▸ **EXERCISE INSTRUCTIONS**
Turn the records below into a numbered list, starting at the line that contains "person's head, each" and ending after the line that contains "pixel 325 108". Leave out any blank lines.

▸ **TASK MATERIAL**
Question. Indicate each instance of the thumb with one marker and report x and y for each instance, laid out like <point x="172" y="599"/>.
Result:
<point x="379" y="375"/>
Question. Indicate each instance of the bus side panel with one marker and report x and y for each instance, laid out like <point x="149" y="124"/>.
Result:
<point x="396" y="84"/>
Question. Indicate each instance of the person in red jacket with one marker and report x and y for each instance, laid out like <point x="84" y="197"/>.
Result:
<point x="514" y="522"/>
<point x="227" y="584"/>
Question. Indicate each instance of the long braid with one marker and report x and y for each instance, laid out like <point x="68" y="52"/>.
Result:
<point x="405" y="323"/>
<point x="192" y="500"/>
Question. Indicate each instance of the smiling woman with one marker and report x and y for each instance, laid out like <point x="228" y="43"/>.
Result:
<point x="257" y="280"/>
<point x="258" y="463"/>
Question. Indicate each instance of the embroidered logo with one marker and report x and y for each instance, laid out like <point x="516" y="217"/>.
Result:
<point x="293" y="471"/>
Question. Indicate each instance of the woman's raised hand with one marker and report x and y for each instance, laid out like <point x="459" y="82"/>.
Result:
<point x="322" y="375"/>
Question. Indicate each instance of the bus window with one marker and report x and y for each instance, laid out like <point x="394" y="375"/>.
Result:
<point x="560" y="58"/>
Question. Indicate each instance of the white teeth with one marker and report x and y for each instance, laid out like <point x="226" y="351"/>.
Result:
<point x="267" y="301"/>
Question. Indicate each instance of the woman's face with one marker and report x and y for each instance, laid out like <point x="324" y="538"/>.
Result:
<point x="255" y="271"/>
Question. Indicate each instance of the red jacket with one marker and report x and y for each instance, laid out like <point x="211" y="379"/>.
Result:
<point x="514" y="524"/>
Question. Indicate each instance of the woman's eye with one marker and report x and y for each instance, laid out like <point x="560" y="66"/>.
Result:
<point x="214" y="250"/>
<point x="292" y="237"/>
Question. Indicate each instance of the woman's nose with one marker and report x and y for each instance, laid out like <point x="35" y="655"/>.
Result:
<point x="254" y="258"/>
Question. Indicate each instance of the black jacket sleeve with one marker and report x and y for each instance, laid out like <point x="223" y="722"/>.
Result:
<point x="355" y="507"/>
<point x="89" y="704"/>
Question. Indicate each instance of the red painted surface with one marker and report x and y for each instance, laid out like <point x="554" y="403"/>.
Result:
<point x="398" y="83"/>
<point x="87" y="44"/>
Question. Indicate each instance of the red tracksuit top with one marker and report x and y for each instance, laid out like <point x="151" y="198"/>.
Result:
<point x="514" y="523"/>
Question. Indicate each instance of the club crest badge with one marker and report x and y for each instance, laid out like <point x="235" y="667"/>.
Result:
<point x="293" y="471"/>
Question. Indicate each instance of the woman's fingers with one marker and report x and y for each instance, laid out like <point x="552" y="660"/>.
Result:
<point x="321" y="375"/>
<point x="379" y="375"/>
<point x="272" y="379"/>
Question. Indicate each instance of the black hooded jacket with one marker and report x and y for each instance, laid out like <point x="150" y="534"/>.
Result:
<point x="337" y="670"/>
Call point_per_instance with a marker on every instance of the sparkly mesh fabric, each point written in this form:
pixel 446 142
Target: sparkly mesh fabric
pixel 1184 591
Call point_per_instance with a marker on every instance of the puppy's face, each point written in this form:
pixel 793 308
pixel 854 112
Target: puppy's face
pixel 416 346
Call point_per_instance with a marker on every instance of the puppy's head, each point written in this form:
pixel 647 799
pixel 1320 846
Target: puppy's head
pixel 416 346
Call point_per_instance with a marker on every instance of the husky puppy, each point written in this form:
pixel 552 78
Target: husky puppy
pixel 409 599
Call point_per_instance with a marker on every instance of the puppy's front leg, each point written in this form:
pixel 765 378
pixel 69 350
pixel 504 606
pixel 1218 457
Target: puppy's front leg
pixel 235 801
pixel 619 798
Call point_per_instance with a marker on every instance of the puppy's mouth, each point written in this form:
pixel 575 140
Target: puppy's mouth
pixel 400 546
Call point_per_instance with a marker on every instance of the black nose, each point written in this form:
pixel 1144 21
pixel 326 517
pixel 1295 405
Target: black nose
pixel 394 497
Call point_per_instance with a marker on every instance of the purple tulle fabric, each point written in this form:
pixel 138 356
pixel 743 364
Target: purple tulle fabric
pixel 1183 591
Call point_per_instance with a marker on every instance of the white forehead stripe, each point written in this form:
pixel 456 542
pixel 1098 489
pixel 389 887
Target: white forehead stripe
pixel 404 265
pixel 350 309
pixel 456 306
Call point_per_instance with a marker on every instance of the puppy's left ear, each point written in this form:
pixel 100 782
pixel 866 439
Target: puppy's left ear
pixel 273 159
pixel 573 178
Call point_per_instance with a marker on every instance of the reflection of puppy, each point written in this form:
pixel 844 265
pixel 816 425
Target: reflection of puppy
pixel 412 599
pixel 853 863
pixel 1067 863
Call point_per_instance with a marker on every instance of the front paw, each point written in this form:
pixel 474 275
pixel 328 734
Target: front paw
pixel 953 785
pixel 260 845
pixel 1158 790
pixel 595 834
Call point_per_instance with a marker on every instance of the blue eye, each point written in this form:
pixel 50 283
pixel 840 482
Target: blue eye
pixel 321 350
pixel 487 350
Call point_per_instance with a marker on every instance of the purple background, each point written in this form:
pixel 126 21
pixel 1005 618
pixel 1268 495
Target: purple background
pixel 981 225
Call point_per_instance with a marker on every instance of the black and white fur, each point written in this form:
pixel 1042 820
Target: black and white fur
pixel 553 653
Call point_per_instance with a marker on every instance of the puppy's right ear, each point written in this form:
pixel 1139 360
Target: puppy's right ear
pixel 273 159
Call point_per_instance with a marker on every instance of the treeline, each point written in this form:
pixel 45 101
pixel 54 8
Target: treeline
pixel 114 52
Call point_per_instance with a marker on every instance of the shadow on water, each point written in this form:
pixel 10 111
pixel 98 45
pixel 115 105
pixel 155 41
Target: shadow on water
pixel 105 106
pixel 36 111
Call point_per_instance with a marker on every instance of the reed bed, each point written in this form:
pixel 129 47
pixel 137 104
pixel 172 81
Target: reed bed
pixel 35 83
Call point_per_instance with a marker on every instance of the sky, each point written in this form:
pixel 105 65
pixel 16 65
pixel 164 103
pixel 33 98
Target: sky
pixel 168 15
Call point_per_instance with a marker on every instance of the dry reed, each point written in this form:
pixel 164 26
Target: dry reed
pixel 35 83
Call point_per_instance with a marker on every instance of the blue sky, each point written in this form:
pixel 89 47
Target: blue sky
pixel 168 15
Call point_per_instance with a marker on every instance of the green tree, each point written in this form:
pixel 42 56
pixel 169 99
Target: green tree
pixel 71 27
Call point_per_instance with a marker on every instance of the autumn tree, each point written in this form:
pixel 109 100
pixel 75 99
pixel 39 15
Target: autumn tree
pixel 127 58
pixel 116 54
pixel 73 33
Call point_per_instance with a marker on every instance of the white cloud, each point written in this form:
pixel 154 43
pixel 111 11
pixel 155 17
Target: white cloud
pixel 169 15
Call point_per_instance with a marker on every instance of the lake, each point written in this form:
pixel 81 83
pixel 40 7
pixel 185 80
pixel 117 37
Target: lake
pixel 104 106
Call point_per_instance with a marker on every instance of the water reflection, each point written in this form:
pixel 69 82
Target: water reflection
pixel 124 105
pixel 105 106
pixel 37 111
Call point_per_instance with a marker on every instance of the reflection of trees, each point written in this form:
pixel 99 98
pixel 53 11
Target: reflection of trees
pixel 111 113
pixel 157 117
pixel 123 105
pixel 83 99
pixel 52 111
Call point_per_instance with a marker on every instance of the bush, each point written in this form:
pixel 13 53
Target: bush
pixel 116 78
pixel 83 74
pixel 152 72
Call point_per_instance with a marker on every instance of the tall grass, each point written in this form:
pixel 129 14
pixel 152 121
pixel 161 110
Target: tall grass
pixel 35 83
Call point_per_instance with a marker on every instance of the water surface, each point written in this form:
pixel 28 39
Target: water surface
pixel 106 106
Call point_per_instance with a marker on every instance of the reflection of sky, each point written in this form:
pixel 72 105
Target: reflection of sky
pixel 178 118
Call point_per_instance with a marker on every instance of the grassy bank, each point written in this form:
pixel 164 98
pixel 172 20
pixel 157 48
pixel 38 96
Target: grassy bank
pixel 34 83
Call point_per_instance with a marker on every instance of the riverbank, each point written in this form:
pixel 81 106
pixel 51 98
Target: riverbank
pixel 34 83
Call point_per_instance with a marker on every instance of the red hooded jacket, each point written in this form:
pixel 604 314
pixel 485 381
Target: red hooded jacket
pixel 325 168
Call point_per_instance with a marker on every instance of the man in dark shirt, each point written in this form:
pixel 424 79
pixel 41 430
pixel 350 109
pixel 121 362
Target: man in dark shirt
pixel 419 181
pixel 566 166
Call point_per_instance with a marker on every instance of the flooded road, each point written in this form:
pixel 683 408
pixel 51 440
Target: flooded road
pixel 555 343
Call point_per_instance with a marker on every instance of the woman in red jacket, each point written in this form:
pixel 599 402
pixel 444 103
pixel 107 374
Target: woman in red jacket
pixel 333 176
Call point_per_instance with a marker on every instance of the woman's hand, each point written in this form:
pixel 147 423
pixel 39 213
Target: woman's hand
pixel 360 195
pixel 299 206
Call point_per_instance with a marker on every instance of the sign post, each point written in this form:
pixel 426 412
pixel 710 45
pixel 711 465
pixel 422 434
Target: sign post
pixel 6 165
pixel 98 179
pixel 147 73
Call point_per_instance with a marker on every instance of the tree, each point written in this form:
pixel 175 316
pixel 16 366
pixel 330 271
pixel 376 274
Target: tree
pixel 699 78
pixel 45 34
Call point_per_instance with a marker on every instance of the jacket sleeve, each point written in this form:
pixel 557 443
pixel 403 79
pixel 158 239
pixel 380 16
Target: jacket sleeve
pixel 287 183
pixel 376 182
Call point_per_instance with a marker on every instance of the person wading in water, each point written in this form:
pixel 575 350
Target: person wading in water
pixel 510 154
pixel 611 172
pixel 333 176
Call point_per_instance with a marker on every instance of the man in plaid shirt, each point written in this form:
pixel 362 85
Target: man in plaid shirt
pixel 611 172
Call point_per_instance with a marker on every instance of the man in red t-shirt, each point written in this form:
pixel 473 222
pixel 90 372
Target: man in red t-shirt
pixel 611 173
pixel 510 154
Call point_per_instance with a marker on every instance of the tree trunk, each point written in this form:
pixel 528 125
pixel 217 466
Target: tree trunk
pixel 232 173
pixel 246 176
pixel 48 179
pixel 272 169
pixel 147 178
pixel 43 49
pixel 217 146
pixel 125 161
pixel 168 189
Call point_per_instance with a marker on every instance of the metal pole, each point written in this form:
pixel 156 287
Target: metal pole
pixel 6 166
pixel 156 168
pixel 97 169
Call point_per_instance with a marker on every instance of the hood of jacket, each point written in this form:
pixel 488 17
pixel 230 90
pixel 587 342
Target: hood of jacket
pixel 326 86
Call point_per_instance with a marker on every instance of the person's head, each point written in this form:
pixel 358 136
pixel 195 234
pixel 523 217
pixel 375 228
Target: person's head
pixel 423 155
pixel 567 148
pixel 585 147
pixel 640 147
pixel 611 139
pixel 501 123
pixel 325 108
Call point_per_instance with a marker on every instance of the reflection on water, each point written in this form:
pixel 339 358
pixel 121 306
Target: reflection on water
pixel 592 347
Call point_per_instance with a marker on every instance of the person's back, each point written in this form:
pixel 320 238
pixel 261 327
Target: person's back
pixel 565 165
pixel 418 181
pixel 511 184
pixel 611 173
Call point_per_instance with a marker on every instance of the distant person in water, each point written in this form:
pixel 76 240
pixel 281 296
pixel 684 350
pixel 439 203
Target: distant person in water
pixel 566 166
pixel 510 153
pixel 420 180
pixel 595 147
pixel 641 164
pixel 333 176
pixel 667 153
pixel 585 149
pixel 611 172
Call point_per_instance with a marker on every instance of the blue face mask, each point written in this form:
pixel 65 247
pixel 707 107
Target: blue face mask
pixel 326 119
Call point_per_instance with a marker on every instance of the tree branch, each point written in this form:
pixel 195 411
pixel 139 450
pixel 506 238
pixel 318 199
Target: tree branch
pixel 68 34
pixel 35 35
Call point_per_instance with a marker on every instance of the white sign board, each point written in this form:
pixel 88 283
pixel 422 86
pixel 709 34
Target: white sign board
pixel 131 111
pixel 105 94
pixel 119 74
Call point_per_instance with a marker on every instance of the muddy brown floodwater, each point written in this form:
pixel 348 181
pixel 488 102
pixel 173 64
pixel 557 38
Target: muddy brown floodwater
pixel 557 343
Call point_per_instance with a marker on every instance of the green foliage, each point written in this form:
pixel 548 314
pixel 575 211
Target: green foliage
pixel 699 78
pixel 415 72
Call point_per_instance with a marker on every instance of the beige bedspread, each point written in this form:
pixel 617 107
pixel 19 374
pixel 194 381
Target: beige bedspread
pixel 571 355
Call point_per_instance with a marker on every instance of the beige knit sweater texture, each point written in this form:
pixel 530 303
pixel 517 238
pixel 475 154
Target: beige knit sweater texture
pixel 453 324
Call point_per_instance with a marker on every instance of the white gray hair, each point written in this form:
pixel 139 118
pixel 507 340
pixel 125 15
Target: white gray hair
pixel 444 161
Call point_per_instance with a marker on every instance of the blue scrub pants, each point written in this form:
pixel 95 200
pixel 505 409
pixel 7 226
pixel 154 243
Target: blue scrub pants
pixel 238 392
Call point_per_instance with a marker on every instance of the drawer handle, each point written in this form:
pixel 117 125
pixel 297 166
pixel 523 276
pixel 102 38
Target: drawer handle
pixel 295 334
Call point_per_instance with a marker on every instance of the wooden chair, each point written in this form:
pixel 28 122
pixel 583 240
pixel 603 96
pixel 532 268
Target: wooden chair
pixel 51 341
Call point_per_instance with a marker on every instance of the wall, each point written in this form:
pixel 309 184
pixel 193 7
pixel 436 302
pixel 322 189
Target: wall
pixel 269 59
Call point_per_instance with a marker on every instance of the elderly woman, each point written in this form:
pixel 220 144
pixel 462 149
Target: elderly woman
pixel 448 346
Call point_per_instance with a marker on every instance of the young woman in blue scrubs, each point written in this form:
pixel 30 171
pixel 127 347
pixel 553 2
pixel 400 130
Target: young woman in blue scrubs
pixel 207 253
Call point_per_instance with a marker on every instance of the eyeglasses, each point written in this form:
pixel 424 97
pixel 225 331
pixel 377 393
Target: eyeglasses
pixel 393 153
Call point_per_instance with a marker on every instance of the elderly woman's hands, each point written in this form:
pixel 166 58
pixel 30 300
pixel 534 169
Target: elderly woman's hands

▸ **RESULT OF THIS EXERCISE**
1. Call point_per_instance with a marker on every instance of the person's head, each point written in this form:
2. pixel 358 136
3. pixel 195 234
4. pixel 523 217
5. pixel 375 228
6. Target: person's head
7. pixel 423 155
8. pixel 567 148
9. pixel 585 147
10. pixel 640 147
11. pixel 611 139
12. pixel 501 123
13. pixel 325 108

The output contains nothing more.